Entries must be copied exactly, with nothing left out.

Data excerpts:
==================================================

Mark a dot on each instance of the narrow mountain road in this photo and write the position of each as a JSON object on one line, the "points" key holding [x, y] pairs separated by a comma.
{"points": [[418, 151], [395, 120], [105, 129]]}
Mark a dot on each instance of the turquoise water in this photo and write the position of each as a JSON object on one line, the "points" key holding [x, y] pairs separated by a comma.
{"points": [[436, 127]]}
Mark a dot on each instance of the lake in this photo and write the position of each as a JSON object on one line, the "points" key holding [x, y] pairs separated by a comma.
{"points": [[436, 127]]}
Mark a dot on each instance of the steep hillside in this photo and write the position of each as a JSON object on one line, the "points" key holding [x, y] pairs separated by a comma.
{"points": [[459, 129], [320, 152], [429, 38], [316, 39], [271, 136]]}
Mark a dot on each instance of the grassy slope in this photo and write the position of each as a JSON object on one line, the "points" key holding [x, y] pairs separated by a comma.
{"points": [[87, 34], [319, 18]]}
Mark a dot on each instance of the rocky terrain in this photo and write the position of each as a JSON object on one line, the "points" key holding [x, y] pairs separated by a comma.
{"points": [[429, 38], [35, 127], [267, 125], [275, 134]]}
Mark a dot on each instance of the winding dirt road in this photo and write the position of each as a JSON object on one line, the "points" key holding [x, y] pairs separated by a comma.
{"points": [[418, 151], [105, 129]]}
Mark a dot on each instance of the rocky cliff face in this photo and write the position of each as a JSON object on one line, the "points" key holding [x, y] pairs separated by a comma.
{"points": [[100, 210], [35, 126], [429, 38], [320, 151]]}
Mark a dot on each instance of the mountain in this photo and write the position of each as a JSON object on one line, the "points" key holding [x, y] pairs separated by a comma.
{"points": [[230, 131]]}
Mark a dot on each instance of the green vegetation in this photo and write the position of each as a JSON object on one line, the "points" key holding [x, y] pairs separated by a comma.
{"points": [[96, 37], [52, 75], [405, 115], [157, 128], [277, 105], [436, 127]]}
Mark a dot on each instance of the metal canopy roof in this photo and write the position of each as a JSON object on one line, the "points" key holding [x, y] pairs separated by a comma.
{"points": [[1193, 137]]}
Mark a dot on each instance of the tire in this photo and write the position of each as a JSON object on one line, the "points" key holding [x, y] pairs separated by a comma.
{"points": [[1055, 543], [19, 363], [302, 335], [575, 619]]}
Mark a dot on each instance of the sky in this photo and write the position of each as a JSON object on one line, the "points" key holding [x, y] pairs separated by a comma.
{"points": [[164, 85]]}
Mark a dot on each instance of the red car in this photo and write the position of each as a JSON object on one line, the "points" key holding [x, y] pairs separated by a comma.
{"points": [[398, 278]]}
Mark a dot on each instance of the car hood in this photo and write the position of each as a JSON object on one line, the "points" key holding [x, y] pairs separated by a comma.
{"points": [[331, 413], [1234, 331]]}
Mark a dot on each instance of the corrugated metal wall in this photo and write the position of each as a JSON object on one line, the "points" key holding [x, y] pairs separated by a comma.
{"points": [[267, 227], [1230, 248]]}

==================================================

Response box
Mark a dot on each instance of the narrow mountain road in this photo and write the position of each as a JSON object on one line, the "points" key holding [x, y] pairs separated by a comma.
{"points": [[418, 151], [395, 120], [105, 129]]}
Mark a dot on each instance of the turquoise water in this photo and write the position of each as a JSON object on one line, the "points" key holding [x, y] pairs separated by a comma.
{"points": [[436, 127]]}
Mark a dot on each instance of the lake in this photo and write the position of each as a JSON object on one line, the "points" key holding [x, y] pairs separated by a comma.
{"points": [[436, 127]]}
Mark a dot on each instance of the steep hillside in this photo and write the position of each as a JSON object on one line, the "points" key holding [x, y] pairs separated by a comma.
{"points": [[459, 129], [320, 152], [429, 38], [316, 39], [271, 136]]}
Mark a dot on each instance of the grassy slope in this photo and write the position of each as a JSON object on one line, the "points" key holding [x, y] pairs separated by a comma.
{"points": [[87, 34], [319, 18]]}
Mark a dot on each instance of the rocky terrain in this photo and write the position of each as a JSON object on one line, the "points" key holding [x, y] pairs separated by a comma.
{"points": [[429, 38], [35, 127], [267, 125], [275, 134]]}
Mark a dot on each instance of the winding dirt road in this photo and write the position of each as a JSON object on one line, the "points" key holding [x, y] pairs separated by a comma.
{"points": [[418, 151], [105, 129]]}
Mark a dot on each instance of the rocky cliff face in this photo and write the position of each as a JSON object on one line, the "points" key holding [x, y] pairs separated by a comma.
{"points": [[100, 210], [35, 126], [429, 38], [320, 151]]}
Mark a dot on each instance of the mountain in this photo and write the position of each as a JSON object on one line, the "points" key holding [x, y] pairs separated by a comma.
{"points": [[230, 131]]}
Mark a dot on each instance of the green vegetation in this photo and write the position of each as a JSON object on one line, the "points" key holding [x, y] pairs separated by a comma.
{"points": [[96, 37], [52, 75], [405, 115], [157, 128], [277, 105], [436, 127]]}
Mark a dot on each instance of the metal canopy roof in this photo and write the position of each as a JSON object on one line, the "points" key holding [x, y] pairs separated by a comma.
{"points": [[1193, 137]]}
Mark a dot on each instance of the tire in this photo and write the position of each as a JSON object on one line, the "points" key holding [x, y] pairs separated by a comma.
{"points": [[1055, 543], [19, 363], [302, 335], [575, 619]]}
Mark a dot on each instance of the sky in this photo and write the position of each as a JSON object on one line, the "points" key holding [x, y] pairs separated by a comma.
{"points": [[164, 85]]}
Mark a dot on each instance of the red car in this photo and write the position of each as a JSON object on one line, the "points" key holding [x, y] pairs separated by a comma.
{"points": [[398, 278]]}
Mark a dot on each instance of the car hood in this photo and write the position of each as a JSON object on one line, the "points" key holding [x, y] pairs separated by a comma.
{"points": [[331, 413], [1234, 331]]}
Mark a dot on each instance of the corrugated metal wall in this photo and write the position of each as a JSON object on one line, the "points" key holding [x, y] pairs separated by a comma.
{"points": [[267, 227], [1230, 248]]}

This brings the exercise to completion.